*What this task involves*. List every line below that contains the word "train", matching case exactly.

*Excerpts from pointing data*.
· · ·
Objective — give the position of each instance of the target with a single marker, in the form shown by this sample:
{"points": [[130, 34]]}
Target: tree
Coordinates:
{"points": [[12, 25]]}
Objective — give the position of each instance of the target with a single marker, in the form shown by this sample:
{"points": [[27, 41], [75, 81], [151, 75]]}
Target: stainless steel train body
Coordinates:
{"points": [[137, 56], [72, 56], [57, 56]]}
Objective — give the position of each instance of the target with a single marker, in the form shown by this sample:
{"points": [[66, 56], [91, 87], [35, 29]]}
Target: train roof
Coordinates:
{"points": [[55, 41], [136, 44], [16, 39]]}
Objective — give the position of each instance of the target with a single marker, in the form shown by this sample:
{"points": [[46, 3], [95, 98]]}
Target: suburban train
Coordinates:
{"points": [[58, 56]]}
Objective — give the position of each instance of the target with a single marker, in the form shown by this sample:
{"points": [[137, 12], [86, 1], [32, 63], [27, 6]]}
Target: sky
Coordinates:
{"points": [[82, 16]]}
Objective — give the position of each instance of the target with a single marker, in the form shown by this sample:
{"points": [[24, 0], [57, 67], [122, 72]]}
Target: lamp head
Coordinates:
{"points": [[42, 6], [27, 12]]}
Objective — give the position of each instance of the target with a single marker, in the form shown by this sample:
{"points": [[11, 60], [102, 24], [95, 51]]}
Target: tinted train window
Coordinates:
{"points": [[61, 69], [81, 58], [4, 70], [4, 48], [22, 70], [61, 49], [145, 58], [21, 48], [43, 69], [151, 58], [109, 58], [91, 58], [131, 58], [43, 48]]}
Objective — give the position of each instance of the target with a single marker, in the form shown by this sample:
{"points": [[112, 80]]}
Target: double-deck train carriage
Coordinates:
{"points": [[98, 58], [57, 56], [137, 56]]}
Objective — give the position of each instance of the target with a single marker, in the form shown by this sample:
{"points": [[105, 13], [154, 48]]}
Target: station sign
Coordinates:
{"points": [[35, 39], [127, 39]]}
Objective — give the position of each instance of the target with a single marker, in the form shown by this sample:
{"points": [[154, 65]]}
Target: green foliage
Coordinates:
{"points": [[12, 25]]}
· · ·
*Output for this task*.
Target: stainless steel train body
Target: train roof
Target: suburban train
Target: tinted train window
Target: double-deck train carriage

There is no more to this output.